** start Data section **

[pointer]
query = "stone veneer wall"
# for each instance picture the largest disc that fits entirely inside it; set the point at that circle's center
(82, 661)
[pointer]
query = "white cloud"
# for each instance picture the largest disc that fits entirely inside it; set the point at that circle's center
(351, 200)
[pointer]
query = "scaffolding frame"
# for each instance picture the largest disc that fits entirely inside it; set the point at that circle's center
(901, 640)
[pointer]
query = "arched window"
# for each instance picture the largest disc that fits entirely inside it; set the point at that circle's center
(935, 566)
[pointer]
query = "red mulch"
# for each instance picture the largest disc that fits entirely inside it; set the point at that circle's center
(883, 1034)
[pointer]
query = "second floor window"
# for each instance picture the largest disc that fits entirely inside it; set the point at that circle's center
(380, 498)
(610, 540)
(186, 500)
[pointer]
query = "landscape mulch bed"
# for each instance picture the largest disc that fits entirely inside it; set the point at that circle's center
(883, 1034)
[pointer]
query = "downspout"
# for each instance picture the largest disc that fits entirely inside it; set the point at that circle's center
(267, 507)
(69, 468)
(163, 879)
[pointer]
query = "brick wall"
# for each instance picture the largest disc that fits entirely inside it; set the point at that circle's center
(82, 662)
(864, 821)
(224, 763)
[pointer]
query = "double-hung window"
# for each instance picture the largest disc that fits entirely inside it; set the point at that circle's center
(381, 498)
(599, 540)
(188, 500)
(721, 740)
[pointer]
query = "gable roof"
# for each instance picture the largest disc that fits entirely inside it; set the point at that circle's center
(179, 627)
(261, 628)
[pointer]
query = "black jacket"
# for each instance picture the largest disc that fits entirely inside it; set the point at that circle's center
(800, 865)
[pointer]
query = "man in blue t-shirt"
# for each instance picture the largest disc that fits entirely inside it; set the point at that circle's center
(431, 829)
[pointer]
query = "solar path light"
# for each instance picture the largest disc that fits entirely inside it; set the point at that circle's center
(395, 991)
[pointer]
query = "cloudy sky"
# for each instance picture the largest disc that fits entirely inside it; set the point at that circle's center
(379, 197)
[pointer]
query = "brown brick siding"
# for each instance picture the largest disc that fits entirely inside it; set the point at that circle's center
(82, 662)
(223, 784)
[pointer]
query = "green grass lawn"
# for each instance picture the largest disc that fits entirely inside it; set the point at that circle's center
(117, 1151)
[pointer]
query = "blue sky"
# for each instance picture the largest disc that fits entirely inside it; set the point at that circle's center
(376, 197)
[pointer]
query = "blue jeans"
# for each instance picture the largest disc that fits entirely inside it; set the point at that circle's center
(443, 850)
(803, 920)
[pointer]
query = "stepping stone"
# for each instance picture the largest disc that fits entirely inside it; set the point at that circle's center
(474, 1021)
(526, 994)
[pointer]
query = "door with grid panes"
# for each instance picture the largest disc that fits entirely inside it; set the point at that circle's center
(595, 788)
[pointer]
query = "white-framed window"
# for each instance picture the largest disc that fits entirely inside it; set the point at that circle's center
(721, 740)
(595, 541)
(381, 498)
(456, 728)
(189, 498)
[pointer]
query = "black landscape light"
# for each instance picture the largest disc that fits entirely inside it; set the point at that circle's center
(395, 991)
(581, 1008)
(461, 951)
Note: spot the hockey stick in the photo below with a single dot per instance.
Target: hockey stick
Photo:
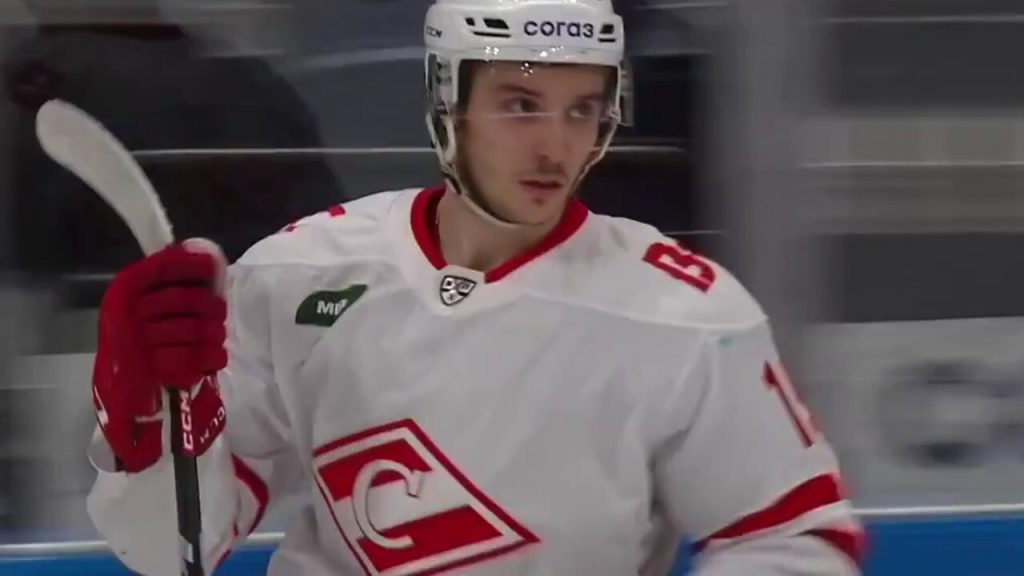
(81, 145)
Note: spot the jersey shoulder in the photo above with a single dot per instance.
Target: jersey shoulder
(633, 270)
(335, 234)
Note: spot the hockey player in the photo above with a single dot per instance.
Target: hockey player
(478, 378)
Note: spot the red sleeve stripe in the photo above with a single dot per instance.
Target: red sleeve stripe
(815, 493)
(256, 486)
(851, 542)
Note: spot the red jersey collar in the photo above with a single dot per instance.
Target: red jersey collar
(424, 220)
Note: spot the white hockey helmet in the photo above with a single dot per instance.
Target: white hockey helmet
(524, 31)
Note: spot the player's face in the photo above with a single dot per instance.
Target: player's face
(526, 133)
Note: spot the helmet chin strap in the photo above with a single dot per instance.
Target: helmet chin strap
(479, 208)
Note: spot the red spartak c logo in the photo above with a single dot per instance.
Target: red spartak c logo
(403, 508)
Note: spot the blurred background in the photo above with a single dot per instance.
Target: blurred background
(856, 163)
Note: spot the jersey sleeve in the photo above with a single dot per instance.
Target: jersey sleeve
(743, 471)
(250, 465)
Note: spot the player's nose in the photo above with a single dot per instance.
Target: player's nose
(552, 139)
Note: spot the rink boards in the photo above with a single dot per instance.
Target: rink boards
(962, 545)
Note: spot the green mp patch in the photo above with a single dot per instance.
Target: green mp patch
(324, 307)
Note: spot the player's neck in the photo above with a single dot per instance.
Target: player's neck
(469, 241)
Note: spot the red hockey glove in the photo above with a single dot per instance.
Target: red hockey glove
(162, 324)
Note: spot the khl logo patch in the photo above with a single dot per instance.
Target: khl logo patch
(403, 508)
(455, 289)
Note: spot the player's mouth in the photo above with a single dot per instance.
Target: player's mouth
(542, 188)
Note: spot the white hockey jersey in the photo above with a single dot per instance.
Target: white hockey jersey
(577, 411)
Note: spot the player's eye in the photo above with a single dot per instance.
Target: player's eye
(520, 106)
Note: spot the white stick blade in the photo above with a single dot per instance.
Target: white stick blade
(80, 144)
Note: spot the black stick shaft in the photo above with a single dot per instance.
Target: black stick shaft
(185, 484)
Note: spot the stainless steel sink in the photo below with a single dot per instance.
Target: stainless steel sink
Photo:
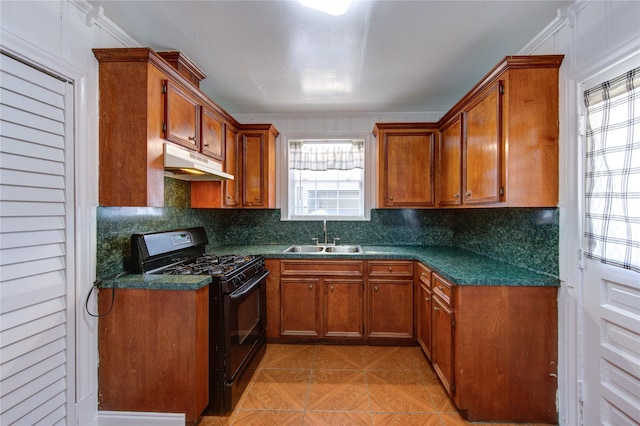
(322, 249)
(343, 249)
(304, 249)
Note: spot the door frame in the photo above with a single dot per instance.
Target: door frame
(571, 320)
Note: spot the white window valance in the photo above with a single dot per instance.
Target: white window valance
(318, 156)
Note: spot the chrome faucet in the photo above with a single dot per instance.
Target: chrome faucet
(324, 230)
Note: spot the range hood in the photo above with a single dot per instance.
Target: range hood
(183, 164)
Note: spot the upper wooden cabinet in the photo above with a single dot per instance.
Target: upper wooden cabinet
(258, 165)
(405, 164)
(499, 144)
(181, 116)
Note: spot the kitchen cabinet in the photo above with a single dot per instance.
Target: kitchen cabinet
(212, 134)
(154, 351)
(450, 164)
(507, 128)
(423, 308)
(145, 100)
(406, 156)
(390, 299)
(181, 116)
(320, 299)
(442, 322)
(494, 349)
(258, 165)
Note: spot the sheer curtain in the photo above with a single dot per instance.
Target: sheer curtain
(612, 178)
(326, 156)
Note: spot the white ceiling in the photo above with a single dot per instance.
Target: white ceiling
(381, 56)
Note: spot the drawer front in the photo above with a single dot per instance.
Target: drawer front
(390, 268)
(424, 275)
(322, 267)
(442, 288)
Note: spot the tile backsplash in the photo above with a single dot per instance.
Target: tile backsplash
(526, 237)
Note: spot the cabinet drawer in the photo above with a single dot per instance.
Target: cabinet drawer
(390, 268)
(424, 275)
(442, 288)
(318, 267)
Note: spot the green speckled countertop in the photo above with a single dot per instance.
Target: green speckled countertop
(457, 265)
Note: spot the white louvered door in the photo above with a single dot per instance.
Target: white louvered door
(37, 324)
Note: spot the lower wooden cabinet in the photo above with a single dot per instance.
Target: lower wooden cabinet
(390, 290)
(424, 299)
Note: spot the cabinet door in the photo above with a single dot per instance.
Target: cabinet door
(451, 163)
(299, 307)
(231, 194)
(253, 169)
(483, 148)
(442, 342)
(181, 116)
(391, 308)
(424, 319)
(343, 308)
(212, 134)
(408, 160)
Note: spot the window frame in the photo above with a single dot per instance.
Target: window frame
(286, 196)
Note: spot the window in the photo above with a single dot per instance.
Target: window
(326, 179)
(612, 178)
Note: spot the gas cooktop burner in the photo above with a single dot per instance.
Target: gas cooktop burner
(209, 265)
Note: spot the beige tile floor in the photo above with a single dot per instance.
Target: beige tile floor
(342, 385)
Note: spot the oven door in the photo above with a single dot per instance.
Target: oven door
(245, 313)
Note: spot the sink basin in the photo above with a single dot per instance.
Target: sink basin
(322, 249)
(343, 249)
(304, 249)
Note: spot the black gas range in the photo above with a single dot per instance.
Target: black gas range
(237, 298)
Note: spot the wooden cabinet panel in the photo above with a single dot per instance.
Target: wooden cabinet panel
(483, 148)
(391, 308)
(230, 188)
(406, 164)
(442, 343)
(450, 166)
(182, 111)
(212, 134)
(152, 362)
(299, 307)
(343, 308)
(258, 150)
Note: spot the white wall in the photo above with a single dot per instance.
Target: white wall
(61, 34)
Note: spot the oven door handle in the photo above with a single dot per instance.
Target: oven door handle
(248, 286)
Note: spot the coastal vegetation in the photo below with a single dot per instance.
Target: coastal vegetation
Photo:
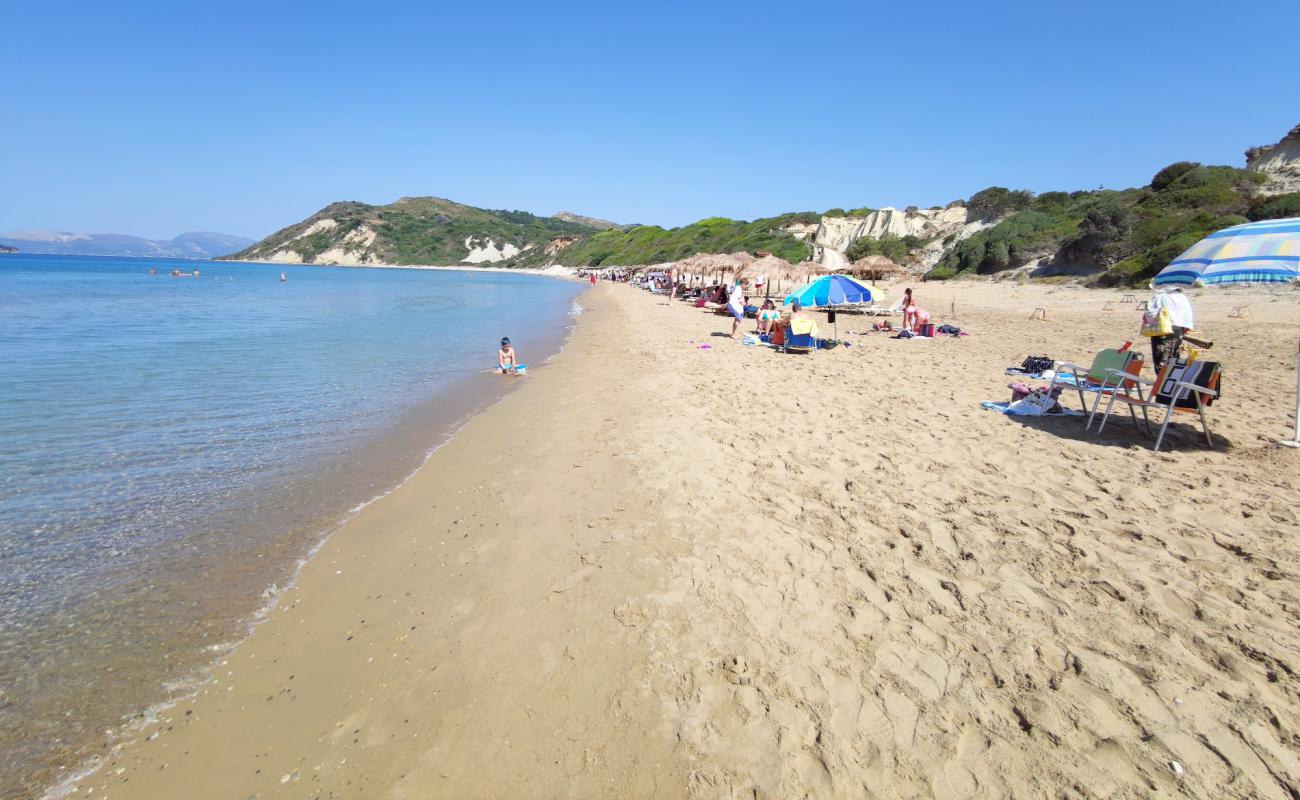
(1121, 237)
(1113, 237)
(412, 230)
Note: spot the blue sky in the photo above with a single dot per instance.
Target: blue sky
(243, 117)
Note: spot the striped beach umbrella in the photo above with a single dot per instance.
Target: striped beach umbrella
(1256, 253)
(830, 290)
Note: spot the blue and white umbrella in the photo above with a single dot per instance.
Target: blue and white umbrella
(1256, 253)
(830, 290)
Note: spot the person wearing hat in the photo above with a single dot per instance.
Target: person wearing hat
(506, 358)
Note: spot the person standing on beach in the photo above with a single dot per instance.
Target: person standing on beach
(736, 305)
(1182, 319)
(506, 358)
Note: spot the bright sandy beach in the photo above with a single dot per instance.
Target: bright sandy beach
(658, 570)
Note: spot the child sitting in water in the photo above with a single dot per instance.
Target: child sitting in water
(506, 358)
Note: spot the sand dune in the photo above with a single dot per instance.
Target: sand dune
(663, 570)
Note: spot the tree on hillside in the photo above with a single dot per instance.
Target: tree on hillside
(1171, 173)
(999, 202)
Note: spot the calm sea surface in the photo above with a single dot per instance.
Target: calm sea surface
(169, 448)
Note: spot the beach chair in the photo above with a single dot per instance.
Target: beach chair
(798, 342)
(804, 341)
(1178, 388)
(1099, 380)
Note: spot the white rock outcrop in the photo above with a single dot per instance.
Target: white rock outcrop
(832, 237)
(488, 250)
(1281, 163)
(319, 225)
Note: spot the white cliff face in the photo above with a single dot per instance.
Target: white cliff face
(488, 250)
(1281, 163)
(319, 225)
(354, 250)
(801, 230)
(833, 236)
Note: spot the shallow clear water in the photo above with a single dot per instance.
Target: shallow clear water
(170, 446)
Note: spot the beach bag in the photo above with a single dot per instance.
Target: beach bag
(1036, 364)
(1157, 324)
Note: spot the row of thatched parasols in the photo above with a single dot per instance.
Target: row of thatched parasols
(779, 272)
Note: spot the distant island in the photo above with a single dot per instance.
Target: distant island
(1112, 237)
(195, 245)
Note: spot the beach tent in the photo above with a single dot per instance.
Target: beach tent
(1256, 253)
(830, 290)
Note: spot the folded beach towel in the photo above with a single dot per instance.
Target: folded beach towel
(802, 327)
(1035, 405)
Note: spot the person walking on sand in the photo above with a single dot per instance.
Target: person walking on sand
(736, 305)
(506, 358)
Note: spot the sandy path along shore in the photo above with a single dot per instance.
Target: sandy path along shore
(663, 570)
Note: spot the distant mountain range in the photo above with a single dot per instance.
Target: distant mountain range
(1117, 237)
(195, 245)
(419, 230)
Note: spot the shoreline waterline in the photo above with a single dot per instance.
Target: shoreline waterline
(222, 592)
(185, 687)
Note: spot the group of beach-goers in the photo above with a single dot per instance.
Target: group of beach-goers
(771, 316)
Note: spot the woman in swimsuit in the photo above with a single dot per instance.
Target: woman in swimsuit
(767, 316)
(506, 359)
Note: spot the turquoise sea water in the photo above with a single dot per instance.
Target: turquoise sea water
(169, 448)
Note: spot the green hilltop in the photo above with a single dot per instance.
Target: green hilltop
(412, 230)
(1119, 237)
(1112, 237)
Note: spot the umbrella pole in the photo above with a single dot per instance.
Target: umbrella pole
(1295, 440)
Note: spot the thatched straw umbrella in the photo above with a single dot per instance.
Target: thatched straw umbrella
(875, 267)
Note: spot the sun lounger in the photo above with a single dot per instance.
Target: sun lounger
(1178, 388)
(804, 341)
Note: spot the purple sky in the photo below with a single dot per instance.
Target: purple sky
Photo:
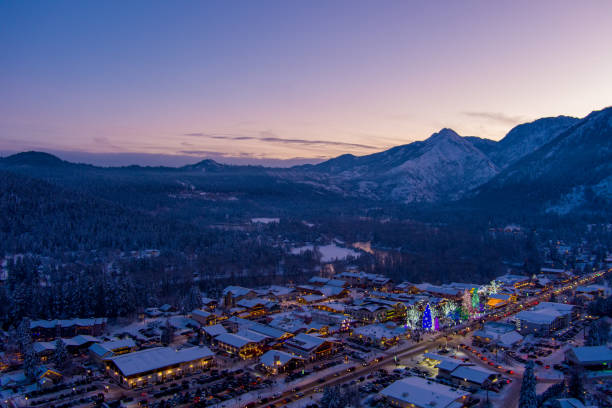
(250, 81)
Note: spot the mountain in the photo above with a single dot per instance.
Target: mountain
(440, 168)
(34, 159)
(527, 138)
(571, 172)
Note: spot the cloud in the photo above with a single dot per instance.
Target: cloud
(497, 117)
(269, 137)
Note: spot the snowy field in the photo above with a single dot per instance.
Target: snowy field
(329, 253)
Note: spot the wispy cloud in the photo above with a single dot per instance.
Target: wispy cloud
(497, 117)
(270, 137)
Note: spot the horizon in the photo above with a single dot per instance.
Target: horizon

** end Data section **

## What is needed
Extract the run of lines from the line holding "Note: spot the person walking" through the final line of the material above, exactly and inclusively. Leave the pictures behind.

## Written reply
Note: spot the person walking on sand in the photo above with a single dot per instance.
Target: person walking on sand
(736, 305)
(506, 358)
Note: spot the sandy path along shore in the photo above with a single dot per instance.
Target: sandy path along shore
(663, 570)
Note: spot the distant mountain range in the photo above with a single dot per instance.
Target: distant mountain range
(1117, 237)
(195, 245)
(419, 230)
Note: spot the shoreline waterline in the photo above with a single dot per instance.
Target: shoreline waterline
(222, 592)
(185, 687)
Note: spot the group of beach-goers in the photo above with a single dot per instance.
Target: group of beach-goers
(771, 316)
Note: spot the woman in swimsuit in the photo above with a single dot per instance.
Target: woman in swimsuit
(767, 316)
(506, 359)
Note: spot the turquoise sea water in the photo above with a single dot per instance.
Target: turquoise sea water
(169, 448)
Note: spot the green hilltop in the photo above with a single dot per instance.
Target: green hilltop
(412, 230)
(1119, 237)
(1112, 237)
Note: spot the umbrella pole in the photo above with a single dot per instance.
Target: umbrella pole
(1295, 440)
Note: spot the thatched straw umbrella in the photo above with a single dot per instance.
Target: thatched straw umbrella
(875, 267)
Note: spot the sun lounger in the photo above with a single dot per instance.
Target: sun lounger
(1178, 388)
(804, 341)
Note: spot the purple sky in the photo below with a single dot per instance.
Target: purple sky
Photo:
(250, 81)
Note: spot the mountain in the photo above with a single dot per instance.
Target: mountain
(440, 168)
(34, 159)
(527, 138)
(571, 172)
Note: spot the cloud in the photo above with a single dot per instance.
Target: cloud
(497, 117)
(269, 137)
Note: spot the snowy field in the photo above with a single dot per instance.
Target: snowy field
(329, 253)
Note: spot the wispy cloud in the photo above with a single dot per instance.
Target: wispy cloud
(497, 117)
(270, 137)
Note: spot the horizon in the photo above with a single dot per instance.
Target: horizon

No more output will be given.